Repeat exactly each line of the data provided below.

EXTRACTED RECORDS |
_____

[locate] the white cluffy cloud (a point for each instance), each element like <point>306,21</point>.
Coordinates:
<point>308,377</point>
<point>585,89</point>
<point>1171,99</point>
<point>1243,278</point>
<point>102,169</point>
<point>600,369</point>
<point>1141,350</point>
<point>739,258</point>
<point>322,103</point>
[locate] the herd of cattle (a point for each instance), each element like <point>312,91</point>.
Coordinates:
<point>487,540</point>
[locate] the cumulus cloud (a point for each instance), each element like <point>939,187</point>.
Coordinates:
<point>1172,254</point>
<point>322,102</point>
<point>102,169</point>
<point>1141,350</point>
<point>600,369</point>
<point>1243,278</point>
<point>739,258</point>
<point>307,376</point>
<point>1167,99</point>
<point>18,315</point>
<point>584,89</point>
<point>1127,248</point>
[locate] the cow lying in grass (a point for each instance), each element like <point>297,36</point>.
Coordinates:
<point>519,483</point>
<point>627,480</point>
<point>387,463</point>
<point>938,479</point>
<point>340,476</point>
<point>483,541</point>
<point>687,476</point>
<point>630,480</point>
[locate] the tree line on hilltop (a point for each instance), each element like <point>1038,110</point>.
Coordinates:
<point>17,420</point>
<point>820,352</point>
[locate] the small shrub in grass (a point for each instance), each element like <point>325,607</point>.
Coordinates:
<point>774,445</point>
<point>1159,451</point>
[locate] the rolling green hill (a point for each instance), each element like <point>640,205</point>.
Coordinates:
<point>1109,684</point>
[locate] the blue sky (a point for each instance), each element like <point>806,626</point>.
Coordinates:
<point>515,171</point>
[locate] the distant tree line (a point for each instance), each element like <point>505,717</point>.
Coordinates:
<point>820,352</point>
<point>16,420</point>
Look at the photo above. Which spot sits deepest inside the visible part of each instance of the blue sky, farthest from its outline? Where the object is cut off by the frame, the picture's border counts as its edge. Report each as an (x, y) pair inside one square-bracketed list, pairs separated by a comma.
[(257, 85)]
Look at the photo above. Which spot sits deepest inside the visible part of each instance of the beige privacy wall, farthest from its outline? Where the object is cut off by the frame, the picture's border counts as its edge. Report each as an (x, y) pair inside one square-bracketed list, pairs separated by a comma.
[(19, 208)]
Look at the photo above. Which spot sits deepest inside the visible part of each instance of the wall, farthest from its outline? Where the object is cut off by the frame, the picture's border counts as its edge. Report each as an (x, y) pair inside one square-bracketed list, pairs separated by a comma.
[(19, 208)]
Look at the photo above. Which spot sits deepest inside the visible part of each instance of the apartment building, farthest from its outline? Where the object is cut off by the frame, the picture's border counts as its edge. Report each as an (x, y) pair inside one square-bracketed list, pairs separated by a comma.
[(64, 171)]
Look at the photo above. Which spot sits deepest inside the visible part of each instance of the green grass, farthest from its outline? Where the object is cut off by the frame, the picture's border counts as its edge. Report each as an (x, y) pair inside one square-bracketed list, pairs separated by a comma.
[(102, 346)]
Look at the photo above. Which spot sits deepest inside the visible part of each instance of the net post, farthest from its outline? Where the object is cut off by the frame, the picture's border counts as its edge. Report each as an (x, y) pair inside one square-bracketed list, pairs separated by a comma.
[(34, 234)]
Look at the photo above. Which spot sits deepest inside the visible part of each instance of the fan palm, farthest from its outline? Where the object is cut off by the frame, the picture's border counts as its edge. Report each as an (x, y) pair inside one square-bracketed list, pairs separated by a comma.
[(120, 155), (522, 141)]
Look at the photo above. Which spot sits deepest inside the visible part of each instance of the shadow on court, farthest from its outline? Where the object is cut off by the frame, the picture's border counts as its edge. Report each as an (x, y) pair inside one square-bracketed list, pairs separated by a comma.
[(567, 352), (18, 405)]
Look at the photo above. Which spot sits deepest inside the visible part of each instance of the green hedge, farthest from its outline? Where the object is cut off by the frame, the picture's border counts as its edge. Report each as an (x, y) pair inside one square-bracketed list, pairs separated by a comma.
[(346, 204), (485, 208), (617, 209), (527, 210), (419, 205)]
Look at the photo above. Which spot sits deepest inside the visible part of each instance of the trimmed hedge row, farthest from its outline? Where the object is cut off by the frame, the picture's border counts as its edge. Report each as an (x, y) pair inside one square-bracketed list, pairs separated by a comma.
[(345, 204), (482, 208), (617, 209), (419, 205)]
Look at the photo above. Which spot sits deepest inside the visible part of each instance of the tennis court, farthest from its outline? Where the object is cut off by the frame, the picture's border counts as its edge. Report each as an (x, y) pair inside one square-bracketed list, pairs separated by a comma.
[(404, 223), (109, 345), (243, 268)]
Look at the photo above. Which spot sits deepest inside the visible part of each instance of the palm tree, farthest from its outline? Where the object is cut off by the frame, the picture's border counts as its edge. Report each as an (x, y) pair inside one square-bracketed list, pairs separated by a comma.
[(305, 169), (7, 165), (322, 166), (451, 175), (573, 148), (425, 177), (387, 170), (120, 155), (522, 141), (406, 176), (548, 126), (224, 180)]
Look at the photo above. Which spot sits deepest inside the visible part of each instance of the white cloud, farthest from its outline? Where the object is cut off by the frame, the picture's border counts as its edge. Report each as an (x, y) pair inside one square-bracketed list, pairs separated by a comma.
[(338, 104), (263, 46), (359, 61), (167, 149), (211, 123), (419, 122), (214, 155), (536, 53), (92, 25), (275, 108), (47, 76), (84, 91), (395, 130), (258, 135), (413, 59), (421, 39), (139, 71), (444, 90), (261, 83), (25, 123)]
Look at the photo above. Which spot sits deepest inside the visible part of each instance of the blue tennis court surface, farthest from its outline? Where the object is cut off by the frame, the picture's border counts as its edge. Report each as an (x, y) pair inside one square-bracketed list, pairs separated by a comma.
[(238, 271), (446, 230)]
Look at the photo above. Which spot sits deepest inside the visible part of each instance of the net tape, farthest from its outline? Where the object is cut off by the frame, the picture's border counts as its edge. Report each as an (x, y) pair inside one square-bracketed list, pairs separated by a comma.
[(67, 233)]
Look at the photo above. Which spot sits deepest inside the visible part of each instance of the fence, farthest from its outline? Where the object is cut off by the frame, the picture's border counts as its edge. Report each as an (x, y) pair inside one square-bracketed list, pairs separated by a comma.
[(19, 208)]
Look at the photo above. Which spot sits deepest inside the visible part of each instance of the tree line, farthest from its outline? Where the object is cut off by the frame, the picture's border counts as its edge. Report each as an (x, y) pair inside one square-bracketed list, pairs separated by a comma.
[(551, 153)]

_____

SOLUTION |
[locate] the white cluffy cloud (a point for each instance), each element like <point>306,21</point>.
Coordinates:
<point>308,377</point>
<point>585,89</point>
<point>1171,99</point>
<point>1243,278</point>
<point>102,169</point>
<point>600,369</point>
<point>1141,350</point>
<point>739,258</point>
<point>322,103</point>
[locate] the herd of cattle (a point for each instance), each element like <point>312,91</point>.
Coordinates:
<point>487,540</point>
[locate] the cumulus cloud (a point for each instance), each element like <point>939,187</point>.
Coordinates:
<point>1172,254</point>
<point>322,102</point>
<point>102,169</point>
<point>1141,350</point>
<point>600,369</point>
<point>1243,278</point>
<point>739,258</point>
<point>307,376</point>
<point>1167,99</point>
<point>18,315</point>
<point>584,89</point>
<point>1127,248</point>
[locate] the cow lying in grass (a point for each instance), each element like <point>297,36</point>.
Coordinates:
<point>519,483</point>
<point>627,480</point>
<point>387,463</point>
<point>938,479</point>
<point>340,476</point>
<point>483,541</point>
<point>687,476</point>
<point>630,480</point>
[locate] the tree line on hilltop (a point for each instance), each element like <point>1038,110</point>.
Coordinates:
<point>17,420</point>
<point>820,352</point>
[locate] the small shrub in grass (a point for each instance), each element like <point>325,607</point>.
Coordinates:
<point>774,445</point>
<point>1159,451</point>
[locate] the rolling green hill (a point for each instance), each element like <point>640,205</point>.
Coordinates:
<point>1109,684</point>
[locate] the blue sky (a point for each instance), each element like <point>806,626</point>.
Coordinates:
<point>515,171</point>
[locate] the distant tree line (a point for each instance), each element like <point>505,717</point>.
Coordinates:
<point>820,352</point>
<point>16,420</point>
Look at the photo above. Which spot sits deepest inside the visible part of each instance of the blue sky, farthest from its outline? Where the object is cut off by the frame, the picture's border counts as its edge. Report each as an (x, y) pair inside one square-bracketed list, pairs separated by a comma.
[(257, 85)]
Look at the photo above. Which spot sits deepest inside the visible part of each instance of the beige privacy wall, farthest from its outline? Where the object is cut off by the frame, the picture's border counts as its edge. Report each as an (x, y) pair inside one square-bracketed list, pairs separated by a comma.
[(19, 208)]
Look at the photo above. Which spot sits deepest inside the visible part of each instance of the wall, farthest from its outline? Where the object is cut off by the frame, the picture's border counts as its edge. Report each as an (x, y) pair inside one square-bracketed list, pairs separated by a comma.
[(19, 208)]
Look at the photo above. Which spot sits deepest inside the visible part of each instance of the apartment building, farthest from its outline? Where the object is cut off by the frame, the picture's border counts as its edge. Report each as an (x, y) pair inside one square-bracketed list, pairs separated by a comma.
[(64, 171)]
Look at the photo above. Which spot sits deepest inside the visible part of each instance of the green grass, farthest from its outline? Where the object is cut off by the frame, the picture's border counts as its edge. Report each as an (x, y) pair inside one square-bracketed list, pairs separated by a comma.
[(102, 346)]
Look at the photo above. Which spot sits deepest inside the visible part of each instance of the net post, farthest from its outline? Where the object is cut off by the frame, the picture's border counts as its edge. Report each as an (x, y) pair inside one square-bracketed list, pairs separated by a comma.
[(34, 234)]
Look at the photo above. Which spot sits deepest inside the visible part of each instance of the fan palm, farthest from its outline? Where the object is cut off by the frame, the picture's border counts as its edge. Report each as an (x, y) pair inside one square-bracketed list, pairs separated by a comma.
[(120, 155), (522, 141)]
Look at the photo above. Which spot sits deepest inside the visible part of each instance of the shadow on court, farthest from its outline? Where the object is cut off by the frame, the picture's border counts as its edge. Report each as an (x, y) pair inside one square-bracketed list, pairs separated by a comma.
[(567, 352), (18, 405)]
Look at the photo above. Which spot sits deepest inside the visible part of each instance of the green hedge, farthest from its outline? Where the object is cut off by the frame, the picture's border counts as its edge. Report each as an (x, y) pair inside one square-bracketed list, pairs separated by a comma.
[(346, 204), (485, 208), (617, 209), (527, 210), (419, 205)]
Look at the photo above. Which spot sits deepest inside the visible part of each instance of the trimmed hedge row, farthest from its outline? Where the object is cut off by the frame, the picture's border counts as its edge. Report each as an (x, y) pair inside one square-bracketed list, pairs separated by a comma.
[(345, 204), (482, 208), (617, 209), (419, 205)]
Look at the photo above. Which spot sits deepest inside the visible part of each instance of the tennis court, farthest from its outline? Where the object is cut off by the frame, the picture's border counts as its edge. Report each as an (x, y) pair inside one square-bracketed list, pairs separated by a comma.
[(404, 223), (109, 345), (243, 268)]
Look at the photo above. Which spot sits deepest inside the visible part of each instance of the palm tree, farthest from its outline? Where the object is cut off by the frame, the picture's border counts as its edge. Report each as an (x, y) pair inside one square-bracketed list, pairs separated by a comma.
[(305, 169), (7, 165), (322, 166), (451, 175), (573, 148), (425, 177), (387, 170), (120, 155), (522, 141), (406, 176), (548, 126), (224, 180)]
Look at the photo above. Which spot sits deepest inside the visible part of each instance of the white cloud, farthest from its outline? Where the object is cut off by the frame, the picture's border counts as its edge. Report each as an (x, y) pair inside one square-bracketed list, pairs separated by a comma.
[(338, 104), (263, 46), (359, 61), (167, 149), (211, 123), (419, 122), (214, 155), (536, 53), (92, 25), (275, 108), (47, 76), (84, 91), (395, 130), (258, 135), (413, 59), (421, 39), (139, 71), (444, 90), (261, 83), (25, 123)]
Look at the photo above. Which spot sits deepest inside the visible part of each instance of the blue tennis court surface, farthest from its outline? Where the object is cut off by the frame, the picture's border counts as its edge. Report each as an (x, y) pair inside one square-bracketed list, pairs separated by a comma.
[(238, 271), (446, 230)]
Look at the photo above. Which spot sits deepest inside the visible part of each instance of the net tape, farthest from its outline? Where the object is cut off by the frame, the picture's border counts as its edge. Report each as an (x, y) pair inside one square-bracketed list, pairs separated by a comma.
[(67, 233)]
Look at the photo above. Which spot sits deepest inside the visible part of each instance of the fence, farthest from its outline? Where the object is cut off by the frame, the picture's border counts as its edge. Report each as an (x, y) pair inside one square-bracketed list, pairs separated by a comma.
[(19, 208)]
Look at the photo above. Which spot sits deepest inside the visible part of each instance of the tree line, farthest from its outline? Where the object is cut off by the frame, the picture's border counts as its edge. Report each as an (x, y) pair inside one square-bracketed list, pairs separated by a comma.
[(551, 153)]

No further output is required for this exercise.